### YOUR OBJECTIVE
Could you reproduce, word for word, the stretch of the blogging essay from "Connecting to others in this" through "the real world."?

And though history has made us self-conscious in order to enhance our survival prospects, we still have deep impulses to erase the skull lines in our head and become immersed directly in the river. I’ve come to think that flourishing consists of putting yourself in situations in which you lose self-consciousness and become fused with other people, experiences, or tasks.... it happens most when we connect with other people. I’ve come to think that happiness isn’t really produced by conscious accomplishments. Happiness is a measure of how thickly the unconscious parts of our minds are intertwined with other people and with activities. Happiness is determined by how much information and affection flows through us covertly every day and year" (Brooks, 2011, pg. 5).

Powerful stuff.

To help me explain how this passage relates to my own blogging, indulge me for a moment as I give you some background information about me, myself and I. All of my life, people have told me that I think too much. That I take life too seriously. That I feel too deeply. All justifiable criticisms, for sure. I do spend too much time in my head, sometimes to the detriment of the life that is smack dab in front of me (which, by the way, explains the sheer number of beverage spills that one will observe when hanging out with me; I'm often too busy living in my head to effectively maintain the beverage position that would be required to prevent such spillages). And yet.... that deep-thinking, beverage-spilling, head-living person... it's me. It's how I'm made, and when I fight against it too much, I just end up miserable. And so when people (rightly) make fun of me for those aspects of who I am, I often feel, well,...alone. Unconnected.

Imagine my delight then, when I began blogging and I realized that there were other people out there like me. People who thought about things deeply, felt them profoundly, and analyzed them completely. As I began reading posts over at An Attitude Adjustment, or Rage Against the Minivan, or Reflections of a Grady Doctor, I realized that what I was reading in those blog posts was often my own voice, reflected in someone else's writing. Then, when I began to write my own blog posts, people seemed to connect to what I had to say. They didn't make fun of it (at least not in front of me) and they even seemed to kind of like it. Some of them even encouraged me to think and write more (gasp!). I had finally found a renewable source of connection that revolved around thinking deeply and carefully and emotionally. A connection that tapped into the endless flow of information that runs through this life we all lead every day.

Connecting to others in this way helped me to find, acknowledge, and celebrate the part of me that yearned for complex thinking, the part of me that needed to swim in the river that I'd always felt running through my own blood but couldn't seem to find in my daily life. And then...then...having fulfilled this part of myself, I suddenly found myself much more grounded to the connections that were right in front of me, every minute of every day, with those I loved. There have been many times this past year when I've looked at my life on some mundane day where nothing was really happening, watched my children playing, and thought, I can't stop seeing all the beauty that is here. So much beauty. In such an ordinary life. Ironically, connecting to others in a virtual world has helped me to connect to my life in the real world.

### Excerpt from a dataset
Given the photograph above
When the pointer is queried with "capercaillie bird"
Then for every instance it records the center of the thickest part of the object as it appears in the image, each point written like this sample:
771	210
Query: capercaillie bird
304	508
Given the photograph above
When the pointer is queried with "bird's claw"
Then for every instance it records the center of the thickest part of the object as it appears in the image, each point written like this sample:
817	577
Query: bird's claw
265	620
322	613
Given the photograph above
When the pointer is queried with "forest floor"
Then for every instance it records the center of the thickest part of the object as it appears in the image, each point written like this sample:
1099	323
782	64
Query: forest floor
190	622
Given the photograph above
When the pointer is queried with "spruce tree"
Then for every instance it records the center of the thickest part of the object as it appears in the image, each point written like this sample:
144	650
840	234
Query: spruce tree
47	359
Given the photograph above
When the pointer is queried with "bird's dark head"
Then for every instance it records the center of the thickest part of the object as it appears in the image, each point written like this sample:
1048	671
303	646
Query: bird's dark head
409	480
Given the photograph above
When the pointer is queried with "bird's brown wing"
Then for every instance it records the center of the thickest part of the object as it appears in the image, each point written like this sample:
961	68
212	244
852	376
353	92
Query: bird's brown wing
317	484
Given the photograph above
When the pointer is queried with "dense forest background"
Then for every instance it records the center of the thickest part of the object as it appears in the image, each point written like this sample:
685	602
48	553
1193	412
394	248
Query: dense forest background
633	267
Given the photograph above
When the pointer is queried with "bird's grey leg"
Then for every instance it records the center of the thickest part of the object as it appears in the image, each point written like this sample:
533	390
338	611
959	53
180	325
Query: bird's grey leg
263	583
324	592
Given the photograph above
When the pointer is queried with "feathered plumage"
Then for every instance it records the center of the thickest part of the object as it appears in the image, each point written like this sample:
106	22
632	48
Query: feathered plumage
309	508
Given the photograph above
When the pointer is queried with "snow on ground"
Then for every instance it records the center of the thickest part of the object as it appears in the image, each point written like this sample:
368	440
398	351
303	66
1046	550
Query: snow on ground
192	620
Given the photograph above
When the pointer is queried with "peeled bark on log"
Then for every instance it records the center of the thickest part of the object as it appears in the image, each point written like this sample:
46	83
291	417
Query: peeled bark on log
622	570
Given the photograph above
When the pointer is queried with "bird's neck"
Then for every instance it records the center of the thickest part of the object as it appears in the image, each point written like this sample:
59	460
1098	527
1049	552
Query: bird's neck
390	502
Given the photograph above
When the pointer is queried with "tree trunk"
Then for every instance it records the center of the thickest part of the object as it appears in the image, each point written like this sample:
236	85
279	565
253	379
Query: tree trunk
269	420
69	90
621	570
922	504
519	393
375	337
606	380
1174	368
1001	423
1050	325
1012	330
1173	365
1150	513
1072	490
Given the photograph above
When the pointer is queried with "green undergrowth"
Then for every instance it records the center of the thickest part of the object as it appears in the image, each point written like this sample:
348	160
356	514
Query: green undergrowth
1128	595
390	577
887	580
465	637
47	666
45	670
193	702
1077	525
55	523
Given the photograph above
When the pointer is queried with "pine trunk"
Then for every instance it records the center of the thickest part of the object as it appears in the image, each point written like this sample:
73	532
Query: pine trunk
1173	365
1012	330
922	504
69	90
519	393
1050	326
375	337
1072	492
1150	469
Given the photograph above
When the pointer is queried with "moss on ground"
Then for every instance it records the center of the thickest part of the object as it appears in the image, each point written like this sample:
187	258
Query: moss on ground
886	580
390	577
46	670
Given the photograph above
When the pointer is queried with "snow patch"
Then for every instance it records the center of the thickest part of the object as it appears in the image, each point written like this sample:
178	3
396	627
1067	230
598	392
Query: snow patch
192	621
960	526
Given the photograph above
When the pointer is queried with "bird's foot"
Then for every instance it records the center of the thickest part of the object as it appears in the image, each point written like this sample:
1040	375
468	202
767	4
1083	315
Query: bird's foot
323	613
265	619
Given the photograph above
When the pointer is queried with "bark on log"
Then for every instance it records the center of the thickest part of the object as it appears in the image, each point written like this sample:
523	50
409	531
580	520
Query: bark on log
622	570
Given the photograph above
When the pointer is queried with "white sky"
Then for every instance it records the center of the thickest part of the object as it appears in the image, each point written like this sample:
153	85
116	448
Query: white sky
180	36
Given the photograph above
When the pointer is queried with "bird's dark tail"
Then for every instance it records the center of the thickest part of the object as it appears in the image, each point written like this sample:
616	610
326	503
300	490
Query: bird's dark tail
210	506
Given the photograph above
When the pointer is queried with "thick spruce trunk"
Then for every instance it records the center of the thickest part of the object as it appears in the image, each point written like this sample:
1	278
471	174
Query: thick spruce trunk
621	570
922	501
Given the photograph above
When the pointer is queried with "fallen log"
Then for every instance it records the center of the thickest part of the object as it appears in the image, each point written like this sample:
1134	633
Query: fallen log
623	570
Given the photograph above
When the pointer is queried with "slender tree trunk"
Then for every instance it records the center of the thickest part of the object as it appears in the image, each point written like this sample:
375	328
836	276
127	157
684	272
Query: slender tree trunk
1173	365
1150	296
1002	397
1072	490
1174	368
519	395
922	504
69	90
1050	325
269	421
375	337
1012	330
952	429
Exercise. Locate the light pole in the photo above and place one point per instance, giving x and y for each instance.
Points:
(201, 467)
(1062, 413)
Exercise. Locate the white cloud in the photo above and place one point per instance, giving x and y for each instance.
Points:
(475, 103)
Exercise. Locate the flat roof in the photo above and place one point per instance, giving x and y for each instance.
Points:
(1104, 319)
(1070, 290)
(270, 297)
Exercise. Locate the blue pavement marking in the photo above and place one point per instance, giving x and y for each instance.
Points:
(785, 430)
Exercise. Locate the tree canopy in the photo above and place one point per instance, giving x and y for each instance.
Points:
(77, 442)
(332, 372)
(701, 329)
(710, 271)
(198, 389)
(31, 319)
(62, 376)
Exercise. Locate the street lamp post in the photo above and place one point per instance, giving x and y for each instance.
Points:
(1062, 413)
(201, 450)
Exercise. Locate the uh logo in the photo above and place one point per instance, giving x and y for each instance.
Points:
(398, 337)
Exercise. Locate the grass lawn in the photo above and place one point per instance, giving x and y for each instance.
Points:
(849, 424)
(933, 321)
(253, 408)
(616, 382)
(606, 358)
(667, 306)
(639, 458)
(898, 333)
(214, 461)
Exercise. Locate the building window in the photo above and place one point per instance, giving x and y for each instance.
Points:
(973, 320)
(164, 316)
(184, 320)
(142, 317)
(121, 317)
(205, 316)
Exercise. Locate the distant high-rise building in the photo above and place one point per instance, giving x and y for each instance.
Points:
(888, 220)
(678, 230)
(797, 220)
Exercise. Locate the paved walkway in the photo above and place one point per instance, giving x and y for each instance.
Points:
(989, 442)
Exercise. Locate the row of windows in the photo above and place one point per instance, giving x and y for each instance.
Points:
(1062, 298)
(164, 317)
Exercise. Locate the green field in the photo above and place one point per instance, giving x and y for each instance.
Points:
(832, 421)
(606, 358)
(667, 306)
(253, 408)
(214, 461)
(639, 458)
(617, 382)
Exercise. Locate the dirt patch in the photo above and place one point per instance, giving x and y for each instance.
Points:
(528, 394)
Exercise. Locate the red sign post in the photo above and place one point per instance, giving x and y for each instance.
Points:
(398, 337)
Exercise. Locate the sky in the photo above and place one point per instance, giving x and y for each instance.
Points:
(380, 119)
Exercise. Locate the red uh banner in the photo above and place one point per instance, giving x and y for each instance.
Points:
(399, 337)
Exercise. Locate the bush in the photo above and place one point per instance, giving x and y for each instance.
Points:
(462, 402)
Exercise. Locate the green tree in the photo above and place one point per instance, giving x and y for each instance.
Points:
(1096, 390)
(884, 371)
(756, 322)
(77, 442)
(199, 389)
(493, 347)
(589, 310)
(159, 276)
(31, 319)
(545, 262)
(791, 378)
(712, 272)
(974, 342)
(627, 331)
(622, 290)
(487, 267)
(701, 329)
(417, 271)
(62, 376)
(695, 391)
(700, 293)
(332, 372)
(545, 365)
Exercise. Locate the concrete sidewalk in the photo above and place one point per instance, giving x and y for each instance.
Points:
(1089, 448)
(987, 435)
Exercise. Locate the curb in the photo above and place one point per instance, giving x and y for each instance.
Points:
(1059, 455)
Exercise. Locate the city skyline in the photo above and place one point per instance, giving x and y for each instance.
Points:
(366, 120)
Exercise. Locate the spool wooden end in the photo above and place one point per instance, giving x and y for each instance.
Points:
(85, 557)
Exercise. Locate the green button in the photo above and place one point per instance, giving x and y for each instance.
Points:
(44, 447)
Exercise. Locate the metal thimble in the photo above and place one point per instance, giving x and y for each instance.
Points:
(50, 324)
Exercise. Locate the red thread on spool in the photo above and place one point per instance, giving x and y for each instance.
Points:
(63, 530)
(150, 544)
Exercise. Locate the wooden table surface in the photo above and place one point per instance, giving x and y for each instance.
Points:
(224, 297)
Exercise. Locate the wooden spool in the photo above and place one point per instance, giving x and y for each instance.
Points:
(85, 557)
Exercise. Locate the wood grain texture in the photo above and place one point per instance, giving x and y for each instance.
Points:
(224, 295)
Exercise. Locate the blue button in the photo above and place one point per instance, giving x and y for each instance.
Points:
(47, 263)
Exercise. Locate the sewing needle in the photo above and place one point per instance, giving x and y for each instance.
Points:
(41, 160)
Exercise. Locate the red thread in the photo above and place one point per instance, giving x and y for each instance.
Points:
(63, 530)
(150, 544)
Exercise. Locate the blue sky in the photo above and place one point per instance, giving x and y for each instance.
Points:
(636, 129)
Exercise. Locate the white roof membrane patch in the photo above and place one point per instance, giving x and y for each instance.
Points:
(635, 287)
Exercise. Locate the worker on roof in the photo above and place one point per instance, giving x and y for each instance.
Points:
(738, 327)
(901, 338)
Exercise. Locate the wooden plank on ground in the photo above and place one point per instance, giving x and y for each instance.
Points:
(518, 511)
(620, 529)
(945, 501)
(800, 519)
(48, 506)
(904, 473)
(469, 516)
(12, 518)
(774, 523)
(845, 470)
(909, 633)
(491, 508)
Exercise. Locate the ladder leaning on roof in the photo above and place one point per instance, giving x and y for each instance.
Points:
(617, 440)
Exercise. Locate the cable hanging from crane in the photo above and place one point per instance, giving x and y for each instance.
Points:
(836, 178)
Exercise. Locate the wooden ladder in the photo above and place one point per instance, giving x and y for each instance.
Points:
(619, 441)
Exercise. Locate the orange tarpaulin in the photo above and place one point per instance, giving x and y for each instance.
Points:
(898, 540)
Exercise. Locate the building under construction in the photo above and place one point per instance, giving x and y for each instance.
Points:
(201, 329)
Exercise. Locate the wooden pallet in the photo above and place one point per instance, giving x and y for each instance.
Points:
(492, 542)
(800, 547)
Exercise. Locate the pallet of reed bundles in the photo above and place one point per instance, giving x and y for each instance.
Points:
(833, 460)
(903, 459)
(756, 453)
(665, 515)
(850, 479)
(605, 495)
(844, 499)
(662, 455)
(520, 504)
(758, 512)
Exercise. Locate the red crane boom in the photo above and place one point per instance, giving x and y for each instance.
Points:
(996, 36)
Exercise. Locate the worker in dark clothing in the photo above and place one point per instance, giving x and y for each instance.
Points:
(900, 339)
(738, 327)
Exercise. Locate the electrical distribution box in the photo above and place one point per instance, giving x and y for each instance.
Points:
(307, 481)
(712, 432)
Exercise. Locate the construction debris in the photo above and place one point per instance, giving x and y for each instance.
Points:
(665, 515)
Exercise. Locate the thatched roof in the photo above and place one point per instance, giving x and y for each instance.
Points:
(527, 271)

### CORRECT RESPONSE
Connecting to others in this way helped me to find, acknowledge, and celebrate the part of me that yearned for complex thinking, the part of me that needed to swim in the river that I'd always felt running through my own blood but couldn't seem to find in my daily life. And then...then...having fulfilled this part of myself, I suddenly found myself much more grounded to the connections that were right in front of me, every minute of every day, with those I loved. There have been many times this past year when I've looked at my life on some mundane day where nothing was really happening, watched my children playing, and thought, I can't stop seeing all the beauty that is here. So much beauty. In such an ordinary life. Ironically, connecting to others in a virtual world has helped me to connect to my life in the real world.